==== Records for the exercise ====

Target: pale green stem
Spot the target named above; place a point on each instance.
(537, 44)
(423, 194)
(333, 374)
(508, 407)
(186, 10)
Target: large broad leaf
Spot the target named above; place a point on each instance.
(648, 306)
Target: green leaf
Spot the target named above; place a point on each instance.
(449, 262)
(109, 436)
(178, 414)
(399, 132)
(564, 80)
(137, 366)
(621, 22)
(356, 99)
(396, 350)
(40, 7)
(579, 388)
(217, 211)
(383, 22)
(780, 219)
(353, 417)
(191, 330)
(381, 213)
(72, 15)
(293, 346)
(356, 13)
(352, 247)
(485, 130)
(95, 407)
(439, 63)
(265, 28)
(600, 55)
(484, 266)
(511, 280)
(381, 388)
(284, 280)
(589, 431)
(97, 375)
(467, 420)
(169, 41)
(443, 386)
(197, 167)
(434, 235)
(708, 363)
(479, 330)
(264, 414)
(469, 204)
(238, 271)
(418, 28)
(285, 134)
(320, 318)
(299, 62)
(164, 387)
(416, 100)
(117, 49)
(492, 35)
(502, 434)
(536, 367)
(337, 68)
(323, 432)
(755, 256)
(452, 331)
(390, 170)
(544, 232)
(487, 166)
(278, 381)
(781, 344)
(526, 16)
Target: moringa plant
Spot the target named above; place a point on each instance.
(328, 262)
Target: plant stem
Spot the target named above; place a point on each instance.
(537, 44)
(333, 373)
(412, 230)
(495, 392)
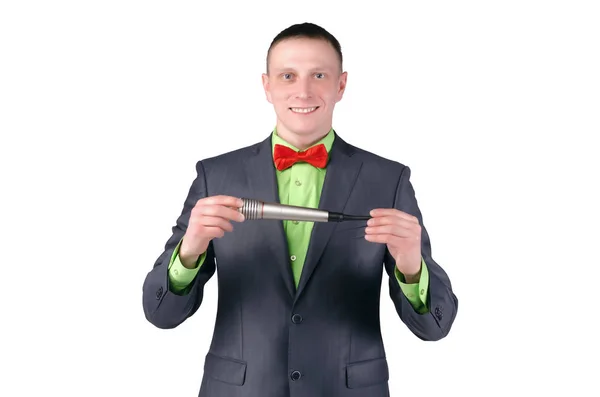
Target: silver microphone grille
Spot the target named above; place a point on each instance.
(252, 209)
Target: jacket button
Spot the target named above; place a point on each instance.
(296, 375)
(296, 319)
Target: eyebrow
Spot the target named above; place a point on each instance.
(315, 69)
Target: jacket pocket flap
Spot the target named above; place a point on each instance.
(226, 370)
(367, 373)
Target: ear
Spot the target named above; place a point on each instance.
(267, 87)
(342, 86)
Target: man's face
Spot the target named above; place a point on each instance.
(304, 83)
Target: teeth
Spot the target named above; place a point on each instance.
(303, 110)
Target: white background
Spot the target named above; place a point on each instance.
(105, 107)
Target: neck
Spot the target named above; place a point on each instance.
(301, 141)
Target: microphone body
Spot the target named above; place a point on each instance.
(256, 209)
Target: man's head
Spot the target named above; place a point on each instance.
(304, 81)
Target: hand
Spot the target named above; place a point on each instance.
(402, 234)
(210, 218)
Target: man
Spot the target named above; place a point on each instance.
(298, 309)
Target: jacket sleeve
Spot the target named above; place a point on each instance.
(163, 306)
(441, 303)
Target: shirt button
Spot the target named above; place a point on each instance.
(295, 375)
(296, 319)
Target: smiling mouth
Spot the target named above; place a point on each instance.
(304, 110)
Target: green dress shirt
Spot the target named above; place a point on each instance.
(300, 185)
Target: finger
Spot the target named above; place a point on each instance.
(393, 230)
(220, 211)
(224, 200)
(391, 220)
(379, 212)
(215, 221)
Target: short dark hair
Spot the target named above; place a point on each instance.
(310, 31)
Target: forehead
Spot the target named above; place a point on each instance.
(303, 53)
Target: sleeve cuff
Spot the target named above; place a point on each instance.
(180, 277)
(415, 293)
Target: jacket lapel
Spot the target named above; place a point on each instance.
(262, 182)
(340, 178)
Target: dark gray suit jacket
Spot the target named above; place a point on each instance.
(323, 339)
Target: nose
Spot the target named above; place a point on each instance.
(304, 90)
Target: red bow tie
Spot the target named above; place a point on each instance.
(285, 157)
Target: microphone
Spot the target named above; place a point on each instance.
(257, 209)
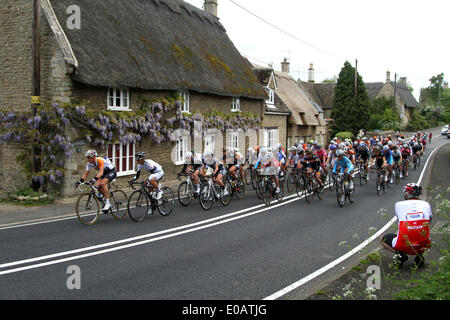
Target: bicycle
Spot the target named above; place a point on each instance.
(312, 187)
(89, 204)
(143, 201)
(267, 188)
(363, 174)
(396, 172)
(210, 192)
(342, 190)
(380, 182)
(186, 189)
(237, 186)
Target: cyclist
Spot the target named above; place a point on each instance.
(106, 174)
(209, 161)
(416, 149)
(414, 218)
(155, 170)
(193, 162)
(387, 154)
(379, 161)
(322, 155)
(345, 166)
(312, 164)
(406, 154)
(363, 151)
(397, 158)
(270, 166)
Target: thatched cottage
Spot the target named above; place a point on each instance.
(114, 55)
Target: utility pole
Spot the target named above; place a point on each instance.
(356, 83)
(36, 81)
(395, 89)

====

Transcribe all the records above word for word, without their images.

Target: pale green stem
Spot the target named above; place a point on each instance.
(537, 44)
(423, 194)
(333, 374)
(508, 407)
(186, 10)
Target: large broad leaf
Spot the target named above; place a point on each instance.
(648, 306)
Target: green leaf
Spot the target named above; place a point on each instance.
(449, 262)
(109, 436)
(178, 414)
(399, 132)
(564, 80)
(137, 366)
(621, 22)
(356, 99)
(396, 350)
(40, 7)
(579, 388)
(217, 211)
(383, 22)
(780, 219)
(353, 417)
(191, 330)
(381, 213)
(72, 15)
(293, 346)
(356, 13)
(352, 247)
(485, 130)
(95, 407)
(439, 63)
(265, 28)
(600, 55)
(484, 266)
(511, 280)
(381, 388)
(284, 280)
(589, 431)
(97, 375)
(467, 420)
(169, 41)
(443, 386)
(197, 167)
(434, 235)
(708, 363)
(479, 330)
(264, 414)
(469, 204)
(238, 271)
(418, 28)
(285, 134)
(320, 318)
(299, 62)
(164, 387)
(416, 100)
(117, 49)
(492, 35)
(502, 434)
(536, 367)
(337, 68)
(323, 432)
(755, 256)
(452, 331)
(390, 170)
(544, 232)
(487, 166)
(278, 381)
(781, 344)
(526, 16)
Target: moringa plant
Spot the target named above; place a point on each instance.
(328, 262)
Target: plant stem
Spot the target named above; place a point on each instance.
(537, 44)
(333, 373)
(412, 230)
(495, 392)
Target: silver microphone grille
Spot the target named above; place a point on each instance.
(252, 209)
Target: jacket button
Spot the target named above; place a point on each instance.
(296, 375)
(296, 319)
Target: eyebrow
Spot the target named above; place a point on each instance.
(315, 69)
Target: jacket pocket flap
Spot the target named above; place a point on each instance.
(226, 370)
(367, 373)
Target: ear
Spot the target named above; place a point on each instance.
(267, 87)
(342, 86)
Target: man's face
Spot the target named above; place a point on each instance.
(304, 83)
Target: teeth
Spot the target named above; place a point on each instance.
(303, 110)
Target: white background
Spot the target named above; place a point on each instance.
(105, 107)
Target: neck
Spot the target named above; place a point on each instance.
(301, 141)
Target: microphone body
Spot the target named above; place a point on each instance.
(256, 209)
Target: man's head
Spot the target named above; place a point on each instance.
(304, 81)
Target: hand
Spot the target named above; place a point on each instance.
(402, 234)
(210, 218)
Target: man
Spot the target named above; place a point on each instance.
(298, 309)
Target: jacket sleeve
Spot the target named above; place a point on each instance.
(163, 306)
(441, 303)
Target: shirt button
Spot the target named above; place a point on each instance.
(295, 375)
(296, 319)
Target: smiling mouth
Spot the target named above; place a point on each instance.
(304, 110)
Target: green dress shirt
Spot the target named above; place a point on each instance.
(300, 185)
Target: finger
Spot the target named above; place a point on each instance.
(393, 230)
(220, 211)
(224, 200)
(391, 220)
(379, 212)
(215, 221)
Target: short dark hair
Spot the target named above; place a point on each instance.
(310, 31)
Target: forehead
Spot the target named above; place a point on each instance.
(303, 53)
Target: sleeve cuff
Spot the target named above; place a point on each instance.
(180, 277)
(415, 293)
Target: jacket lapel
Spot the target named above; place a point on each instance.
(262, 182)
(340, 178)
Target: dark gray suit jacket
Spot the target named above; place a point on each instance.
(323, 339)
Target: nose
Spot the target named above; place a point on each instance.
(304, 90)
Target: red bow tie
Spot the target named above; place a point on each instance.
(285, 157)
Target: microphone
Spot the target named above; place a point on each instance.
(257, 209)
Target: bicycle
Spot the target named above; place a point on each instance.
(312, 187)
(89, 204)
(143, 201)
(267, 188)
(363, 174)
(396, 172)
(210, 192)
(342, 190)
(380, 182)
(186, 189)
(237, 186)
Target: cyclist
Spot the target named above; place a point on each instance.
(106, 174)
(209, 161)
(416, 149)
(414, 218)
(155, 170)
(193, 162)
(387, 154)
(379, 161)
(322, 155)
(345, 166)
(312, 164)
(406, 154)
(363, 151)
(397, 158)
(270, 166)
Target: thatched cottage
Spot the target named above; place a point on each instance.
(114, 55)
Target: utility pole
Spot the target named above; place a point on each instance.
(356, 83)
(36, 81)
(395, 89)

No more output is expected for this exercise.